READING PASSAGE:
────────────────
Re: PhantomJS Downloader Middleware

Joey Espinosa Thu, 14 May 2015 07:17:25 -0700

Sorry, if you want the import for that example I just sent (I often hate
when tutorials leave that out), here you go:


    from scrapy.http import HtmlResponse

Also, I realize that you don't need to subclass BaseMiddleware for your
middleware class. That's an artifact of my own boilerplate code, because I
usually have a base middleware class that contains common things I want all
middleware to have. You can just do this in the previous example (my bad):

    class JSMiddleware(object):

--
Respectfully,

Joey Espinosa
http://about.me/joelinux

On Thu, May 14, 2015 at 10:13 AM Joey Espinosa <[email protected]>
wrote:

> David,
>
> I've written middleware to intercept a JS-specific request before it is
> processed. I haven't used WaitFor.js, so I can't help you there, but I can
> help get you started with PhantomJS.
────────────────
Coordinate labeling data:
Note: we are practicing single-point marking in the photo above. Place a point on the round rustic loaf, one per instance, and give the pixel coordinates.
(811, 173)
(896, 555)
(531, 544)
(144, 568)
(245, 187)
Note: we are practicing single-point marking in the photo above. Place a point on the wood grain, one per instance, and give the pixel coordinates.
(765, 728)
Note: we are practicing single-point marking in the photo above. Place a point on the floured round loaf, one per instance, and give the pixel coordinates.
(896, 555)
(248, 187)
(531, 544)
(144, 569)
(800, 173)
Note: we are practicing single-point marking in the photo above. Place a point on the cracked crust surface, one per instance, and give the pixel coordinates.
────────────────
WHAT IS EXPECTED:
Reproduce the part of the PhantomJS middleware post above from "On Thu, May" to "started with PhantomJS.".

EXPECTED OUTPUT:
On Thu, May 14, 2015 at 10:13 AM Joey Espinosa <[email protected]>
wrote:

> David,
>
> I've written middleware to intercept a JS-specific request before it is
> processed. I haven't used WaitFor.js, so I can't help you there, but I can
> help get you started with PhantomJS.